- _Trecho do texto_:
<<<<
Ao se despedir do pai, seu Antônio Carlos, o garoto Wendel Venâncio, de 14 anos, traçou o objetivo para vencer o período de testes no Vasco: "Pai, a gente nunca mais vai pagar aluguel". Ontem, o corpo do jovem sonhador voltou à cidade natal num caixão, envolto numa bandeira do Vasco — vítima fatal num treino no CT de Itaguaí. São João Nepomuceno parou para se despedir do atacante e chorar no último adeus.
— Ele estava muito feliz, disse que ia agarrar a chance com unhas e dentes, que a gente nunca mais ia pagar aluguel na vida — disse Antônio Carlos, de 45 anos, que trabalha numa confecção.
Era uma incredulidade só no Cemitério Municipal São João Nepomuceno. A mãe de Wendel, Rita, internada em estado de choque num hospital logo que soube da morte, não conseguia parar de gritar que amava o filho. O pai chegou a desmaiar e passou o tempo inteiro, amparado por dois amigos, evitando que caísse de novo no chão. Recebiam o filho sem vida, horas depois de saber que ele vivia em êxtase. No breve período que esteve no Vasco, Wendel não conteve a felicidade ao falar, numa ligação, que havia conseguido autógrafos de jogadores profissionais.
— Ele tinha tirado foto com os jogadores do Vasco, estava feliz pela chance. Treinou na terça normal, na quarta não teve treino. Mas nunca teve nada, sempre foi forte, dedicado ao treino — disse Marco Aurélio Ayupe, ex-jogador do Vasco, responsável pela indicação de Wendel e também de Saulo e Cassio para teste.
>>>>
- _Tarefa a realizar_: Transcreva o trecho da reportagem sobre a morte de Wendel Venâncio que vai de "Ao se despedir" até "trabalha numa confecção.", inclusive. Os dados não têm relação com o texto acima.

- _Itens de dados_:
<<<<
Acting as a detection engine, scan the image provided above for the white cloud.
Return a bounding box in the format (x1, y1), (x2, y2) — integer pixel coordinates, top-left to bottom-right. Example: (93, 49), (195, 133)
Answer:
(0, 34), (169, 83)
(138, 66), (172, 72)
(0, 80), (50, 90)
>>>>
- _Resultado do exercício_:
Ao se despedir do pai, seu Antônio Carlos, o garoto Wendel Venâncio, de 14 anos, traçou o objetivo para vencer o período de testes no Vasco: "Pai, a gente nunca mais vai pagar aluguel". Ontem, o corpo do jovem sonhador voltou à cidade natal num caixão, envolto numa bandeira do Vasco — vítima fatal num treino no CT de Itaguaí. São João Nepomuceno parou para se despedir do atacante e chorar no último adeus.
— Ele estava muito feliz, disse que ia agarrar a chance com unhas e dentes, que a gente nunca mais ia pagar aluguel na vida — disse Antônio Carlos, de 45 anos, que trabalha numa confecção.